WHAT IS REQUIRED:
From the line holding "For every instance of the human" to the final line of the entries, set down each line exactly, including both, and nothing more.

DATA FOR THE TASK:
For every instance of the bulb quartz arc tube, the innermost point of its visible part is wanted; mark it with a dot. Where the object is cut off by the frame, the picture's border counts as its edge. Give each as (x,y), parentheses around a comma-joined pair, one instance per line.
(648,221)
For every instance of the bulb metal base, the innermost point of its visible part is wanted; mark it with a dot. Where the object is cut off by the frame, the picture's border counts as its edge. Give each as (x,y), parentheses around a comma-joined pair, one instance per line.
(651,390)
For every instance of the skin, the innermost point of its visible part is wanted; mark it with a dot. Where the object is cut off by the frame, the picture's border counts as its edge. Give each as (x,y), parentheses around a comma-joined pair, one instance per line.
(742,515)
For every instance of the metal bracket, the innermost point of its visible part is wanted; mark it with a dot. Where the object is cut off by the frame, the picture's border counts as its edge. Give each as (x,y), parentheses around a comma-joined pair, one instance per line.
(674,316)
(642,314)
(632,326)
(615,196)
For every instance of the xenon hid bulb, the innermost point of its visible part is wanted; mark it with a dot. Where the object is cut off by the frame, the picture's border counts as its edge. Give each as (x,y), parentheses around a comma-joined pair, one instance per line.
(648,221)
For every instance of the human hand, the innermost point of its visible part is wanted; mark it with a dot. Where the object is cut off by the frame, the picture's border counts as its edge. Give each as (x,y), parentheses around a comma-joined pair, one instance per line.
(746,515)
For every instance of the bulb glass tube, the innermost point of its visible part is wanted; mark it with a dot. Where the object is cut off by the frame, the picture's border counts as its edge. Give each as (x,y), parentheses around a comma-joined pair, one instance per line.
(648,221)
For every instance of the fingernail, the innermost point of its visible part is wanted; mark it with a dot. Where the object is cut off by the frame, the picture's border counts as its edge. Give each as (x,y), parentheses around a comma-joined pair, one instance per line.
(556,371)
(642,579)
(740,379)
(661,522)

EXERCISE RESPONSE:
For every instance of the human hand, the innermost point of its visible part is wanted; mark it with a dot. Where the object is cut off by the frame, the picture's border counts as its edge. Give each as (x,y), parentheses around a comma-joined pair, one instance per line.
(746,515)
For every instance of the bulb glass tube, the innermost point of its visible part is wanted; mark it with a dot. Where the object is cut off by the frame, the picture's border counts as its edge. Give each as (x,y), parentheses around a comma-joined pair, one instance per line.
(648,221)
For every instance of the fingernail, the innermost point of its visible part is wanted; mark it with a dot. Where the object is cut off by the frame, the picture's border counts as its edge. Give each as (x,y), parentheses around a comma-joined pair, one instance per line.
(556,371)
(642,579)
(740,379)
(661,522)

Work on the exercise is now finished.